# Text shown
● ● ● ● ● ● ●

If your baby isn't getting enough milk, you may also notice that she is sleepy all the time or most of the time. Be sure to call your baby's doctor if this is the case. Learn about new born baby care.

What Affects Breast Milk Production?

If your newborn isn’t getting the nutrition she needs, it’s more likely to be because she is not latching onto your breast correctly as opposed to you not producing enough milk. Read up on how to get your baby to latch on correctly for some extra tips. Nevertheless, there are some factors that can cause your breast milk production to decrease, including:

  • Waiting too long to start breastfeeding (ideally you may aim to start breastfeeding about an hour or so after giving birth, however, in some cases this may not be possible)

  • Not breastfeeding often enough (experts recommend breastfeeding about 8 to 12 times a day)

  • Using certain medications, such as those containing pseudoephedrine or even certain types of hormonal contraception

  • Your baby not latching on correctly and therefore not prompting the production of milk

  • Having had breast surgery

  • If your baby was born prematurely

  • If you have pregnancy-induced high blood pressure

  • Obesity

  • If you have insulin-dependent diabetes.

● ● ● ● ● ● ●

# Material provided
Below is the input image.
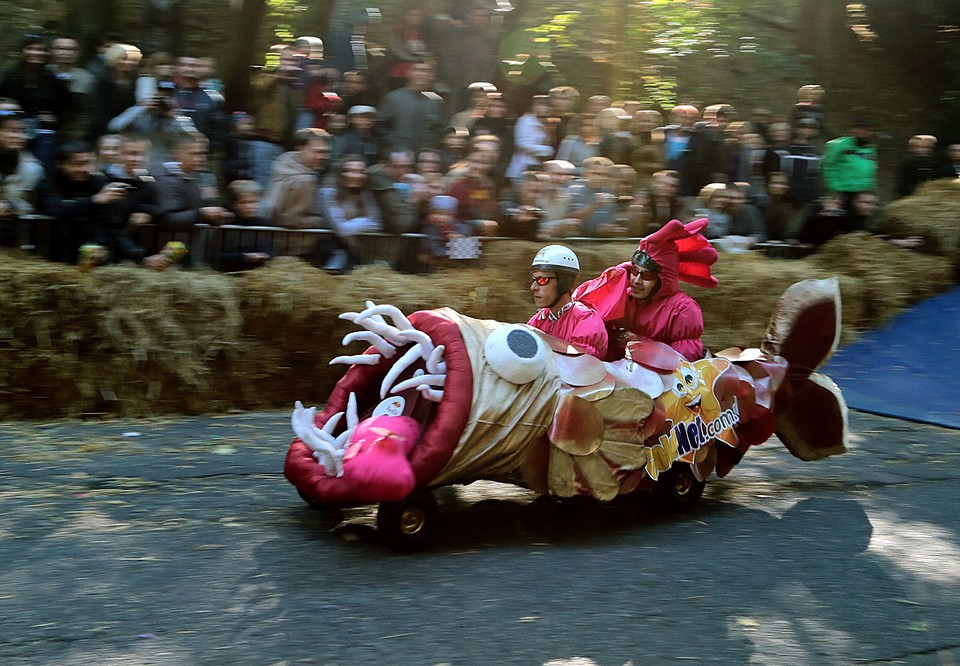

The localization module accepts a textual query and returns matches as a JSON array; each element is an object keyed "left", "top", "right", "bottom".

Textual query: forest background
[{"left": 0, "top": 0, "right": 960, "bottom": 198}]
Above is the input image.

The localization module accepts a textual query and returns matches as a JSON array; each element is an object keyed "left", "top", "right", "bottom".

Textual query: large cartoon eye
[
  {"left": 483, "top": 324, "right": 550, "bottom": 384},
  {"left": 670, "top": 377, "right": 687, "bottom": 398}
]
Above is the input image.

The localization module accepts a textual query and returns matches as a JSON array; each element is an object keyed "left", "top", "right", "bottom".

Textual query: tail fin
[{"left": 761, "top": 278, "right": 847, "bottom": 460}]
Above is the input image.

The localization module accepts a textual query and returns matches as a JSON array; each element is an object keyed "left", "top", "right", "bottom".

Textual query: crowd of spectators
[{"left": 0, "top": 14, "right": 960, "bottom": 271}]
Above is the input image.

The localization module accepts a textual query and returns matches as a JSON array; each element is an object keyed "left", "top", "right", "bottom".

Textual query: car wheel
[
  {"left": 653, "top": 463, "right": 707, "bottom": 513},
  {"left": 377, "top": 491, "right": 440, "bottom": 551}
]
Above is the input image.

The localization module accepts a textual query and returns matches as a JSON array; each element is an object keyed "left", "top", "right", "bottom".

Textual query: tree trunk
[
  {"left": 61, "top": 0, "right": 116, "bottom": 55},
  {"left": 223, "top": 0, "right": 267, "bottom": 111},
  {"left": 796, "top": 0, "right": 852, "bottom": 65}
]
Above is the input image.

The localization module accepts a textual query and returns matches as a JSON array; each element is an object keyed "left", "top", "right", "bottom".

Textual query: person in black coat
[{"left": 39, "top": 141, "right": 126, "bottom": 263}]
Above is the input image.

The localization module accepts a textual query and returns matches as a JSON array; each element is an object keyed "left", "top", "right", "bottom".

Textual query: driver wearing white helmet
[{"left": 527, "top": 245, "right": 607, "bottom": 359}]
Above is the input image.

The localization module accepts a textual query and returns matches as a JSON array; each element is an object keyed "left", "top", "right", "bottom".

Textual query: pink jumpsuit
[
  {"left": 527, "top": 301, "right": 607, "bottom": 360},
  {"left": 573, "top": 220, "right": 717, "bottom": 361}
]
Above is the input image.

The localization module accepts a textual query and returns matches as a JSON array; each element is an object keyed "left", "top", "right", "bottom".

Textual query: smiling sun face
[{"left": 661, "top": 360, "right": 720, "bottom": 422}]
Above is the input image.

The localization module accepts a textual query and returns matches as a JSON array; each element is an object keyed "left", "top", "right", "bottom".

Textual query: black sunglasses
[{"left": 630, "top": 266, "right": 660, "bottom": 282}]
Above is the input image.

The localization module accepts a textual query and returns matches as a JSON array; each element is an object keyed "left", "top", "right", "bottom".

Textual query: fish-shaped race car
[{"left": 284, "top": 278, "right": 847, "bottom": 548}]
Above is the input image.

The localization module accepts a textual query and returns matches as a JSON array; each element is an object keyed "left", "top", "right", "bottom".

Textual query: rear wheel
[
  {"left": 653, "top": 463, "right": 707, "bottom": 513},
  {"left": 377, "top": 491, "right": 440, "bottom": 551}
]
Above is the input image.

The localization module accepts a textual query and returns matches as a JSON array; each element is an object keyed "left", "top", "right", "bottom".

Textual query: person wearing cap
[
  {"left": 573, "top": 219, "right": 717, "bottom": 361},
  {"left": 330, "top": 104, "right": 380, "bottom": 167},
  {"left": 0, "top": 105, "right": 44, "bottom": 246},
  {"left": 527, "top": 245, "right": 607, "bottom": 359},
  {"left": 506, "top": 95, "right": 553, "bottom": 184},
  {"left": 823, "top": 120, "right": 877, "bottom": 207},
  {"left": 107, "top": 81, "right": 197, "bottom": 177},
  {"left": 417, "top": 195, "right": 472, "bottom": 267}
]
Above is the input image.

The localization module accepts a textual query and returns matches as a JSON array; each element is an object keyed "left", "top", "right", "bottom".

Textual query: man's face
[
  {"left": 343, "top": 74, "right": 367, "bottom": 95},
  {"left": 118, "top": 141, "right": 147, "bottom": 175},
  {"left": 0, "top": 118, "right": 27, "bottom": 151},
  {"left": 767, "top": 176, "right": 790, "bottom": 196},
  {"left": 587, "top": 164, "right": 610, "bottom": 189},
  {"left": 853, "top": 194, "right": 877, "bottom": 217},
  {"left": 278, "top": 49, "right": 300, "bottom": 73},
  {"left": 850, "top": 127, "right": 873, "bottom": 142},
  {"left": 530, "top": 271, "right": 559, "bottom": 308},
  {"left": 23, "top": 42, "right": 48, "bottom": 65},
  {"left": 530, "top": 99, "right": 550, "bottom": 118},
  {"left": 177, "top": 57, "right": 200, "bottom": 84},
  {"left": 427, "top": 209, "right": 456, "bottom": 227},
  {"left": 233, "top": 192, "right": 259, "bottom": 220},
  {"left": 728, "top": 190, "right": 747, "bottom": 210},
  {"left": 470, "top": 150, "right": 496, "bottom": 177},
  {"left": 417, "top": 152, "right": 443, "bottom": 174},
  {"left": 350, "top": 113, "right": 377, "bottom": 132},
  {"left": 630, "top": 264, "right": 660, "bottom": 301},
  {"left": 60, "top": 153, "right": 94, "bottom": 182},
  {"left": 340, "top": 161, "right": 367, "bottom": 190},
  {"left": 386, "top": 153, "right": 414, "bottom": 180},
  {"left": 50, "top": 37, "right": 78, "bottom": 66},
  {"left": 297, "top": 139, "right": 330, "bottom": 171},
  {"left": 407, "top": 62, "right": 433, "bottom": 90},
  {"left": 97, "top": 137, "right": 120, "bottom": 164},
  {"left": 174, "top": 141, "right": 207, "bottom": 173}
]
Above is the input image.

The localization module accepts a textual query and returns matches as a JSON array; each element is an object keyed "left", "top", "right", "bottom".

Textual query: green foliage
[{"left": 502, "top": 0, "right": 795, "bottom": 106}]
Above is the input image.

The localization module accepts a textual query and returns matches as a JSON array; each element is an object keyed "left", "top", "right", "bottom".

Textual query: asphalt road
[{"left": 0, "top": 413, "right": 960, "bottom": 666}]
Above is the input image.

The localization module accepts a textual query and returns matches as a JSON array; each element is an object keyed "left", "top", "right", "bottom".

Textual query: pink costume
[
  {"left": 573, "top": 220, "right": 717, "bottom": 361},
  {"left": 527, "top": 301, "right": 607, "bottom": 360}
]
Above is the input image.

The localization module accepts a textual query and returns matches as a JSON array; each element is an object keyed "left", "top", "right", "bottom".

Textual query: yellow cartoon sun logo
[
  {"left": 646, "top": 358, "right": 740, "bottom": 479},
  {"left": 661, "top": 359, "right": 726, "bottom": 423}
]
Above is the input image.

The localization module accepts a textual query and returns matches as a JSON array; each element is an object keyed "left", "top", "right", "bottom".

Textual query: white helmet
[{"left": 530, "top": 245, "right": 580, "bottom": 275}]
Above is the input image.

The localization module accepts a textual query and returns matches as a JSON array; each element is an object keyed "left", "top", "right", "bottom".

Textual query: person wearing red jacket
[
  {"left": 527, "top": 245, "right": 607, "bottom": 359},
  {"left": 573, "top": 220, "right": 717, "bottom": 361}
]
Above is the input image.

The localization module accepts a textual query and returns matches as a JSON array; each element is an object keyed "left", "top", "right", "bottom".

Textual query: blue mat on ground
[{"left": 820, "top": 287, "right": 960, "bottom": 429}]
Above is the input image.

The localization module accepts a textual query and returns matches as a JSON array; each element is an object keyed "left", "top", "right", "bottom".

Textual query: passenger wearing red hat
[{"left": 573, "top": 220, "right": 717, "bottom": 361}]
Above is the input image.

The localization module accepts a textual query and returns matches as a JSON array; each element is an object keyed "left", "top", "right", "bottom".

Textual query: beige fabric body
[{"left": 434, "top": 308, "right": 560, "bottom": 485}]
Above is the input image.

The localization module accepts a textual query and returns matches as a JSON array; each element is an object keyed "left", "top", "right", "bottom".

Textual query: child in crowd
[
  {"left": 220, "top": 180, "right": 271, "bottom": 271},
  {"left": 418, "top": 195, "right": 471, "bottom": 268}
]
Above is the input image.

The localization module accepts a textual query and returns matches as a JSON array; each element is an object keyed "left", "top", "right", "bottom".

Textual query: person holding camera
[
  {"left": 107, "top": 81, "right": 197, "bottom": 176},
  {"left": 252, "top": 45, "right": 303, "bottom": 191}
]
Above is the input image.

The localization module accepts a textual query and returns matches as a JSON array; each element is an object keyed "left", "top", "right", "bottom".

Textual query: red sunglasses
[
  {"left": 530, "top": 275, "right": 557, "bottom": 287},
  {"left": 630, "top": 266, "right": 660, "bottom": 282}
]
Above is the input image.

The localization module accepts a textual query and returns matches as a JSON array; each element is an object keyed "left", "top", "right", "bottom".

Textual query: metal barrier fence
[
  {"left": 7, "top": 215, "right": 813, "bottom": 273},
  {"left": 0, "top": 215, "right": 425, "bottom": 272}
]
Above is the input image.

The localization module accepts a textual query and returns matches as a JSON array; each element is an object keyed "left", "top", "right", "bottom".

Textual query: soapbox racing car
[{"left": 284, "top": 279, "right": 847, "bottom": 549}]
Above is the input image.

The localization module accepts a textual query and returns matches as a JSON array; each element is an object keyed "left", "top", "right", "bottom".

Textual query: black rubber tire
[
  {"left": 653, "top": 463, "right": 707, "bottom": 513},
  {"left": 377, "top": 491, "right": 440, "bottom": 552}
]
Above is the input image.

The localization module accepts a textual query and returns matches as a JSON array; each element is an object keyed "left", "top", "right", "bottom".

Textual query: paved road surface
[{"left": 0, "top": 413, "right": 960, "bottom": 666}]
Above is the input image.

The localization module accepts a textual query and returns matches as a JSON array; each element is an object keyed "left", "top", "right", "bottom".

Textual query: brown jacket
[{"left": 263, "top": 151, "right": 329, "bottom": 255}]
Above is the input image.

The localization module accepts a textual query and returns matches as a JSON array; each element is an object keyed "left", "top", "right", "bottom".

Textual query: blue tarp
[{"left": 820, "top": 278, "right": 960, "bottom": 429}]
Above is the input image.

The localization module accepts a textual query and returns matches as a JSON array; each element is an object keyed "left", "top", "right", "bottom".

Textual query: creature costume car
[
  {"left": 573, "top": 219, "right": 717, "bottom": 360},
  {"left": 284, "top": 272, "right": 847, "bottom": 548}
]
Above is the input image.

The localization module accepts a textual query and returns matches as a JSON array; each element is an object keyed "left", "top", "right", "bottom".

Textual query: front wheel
[
  {"left": 653, "top": 463, "right": 707, "bottom": 513},
  {"left": 377, "top": 491, "right": 440, "bottom": 551}
]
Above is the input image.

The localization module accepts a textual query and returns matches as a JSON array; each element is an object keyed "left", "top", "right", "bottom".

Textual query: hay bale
[
  {"left": 810, "top": 232, "right": 953, "bottom": 332},
  {"left": 0, "top": 234, "right": 950, "bottom": 418},
  {"left": 0, "top": 255, "right": 242, "bottom": 418},
  {"left": 882, "top": 178, "right": 960, "bottom": 254}
]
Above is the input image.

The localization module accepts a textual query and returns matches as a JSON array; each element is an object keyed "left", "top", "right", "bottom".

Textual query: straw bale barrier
[
  {"left": 883, "top": 178, "right": 960, "bottom": 268},
  {"left": 0, "top": 234, "right": 952, "bottom": 419}
]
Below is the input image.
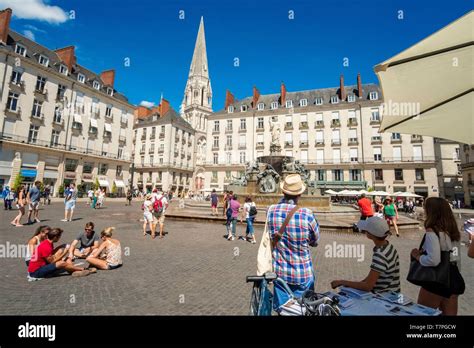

● ● ● ● ● ● ●

# Assignment
According to the text on breast milk production, how many times a day do experts recommend breastfeeding?

# The completed task
About 8 to 12 times a day.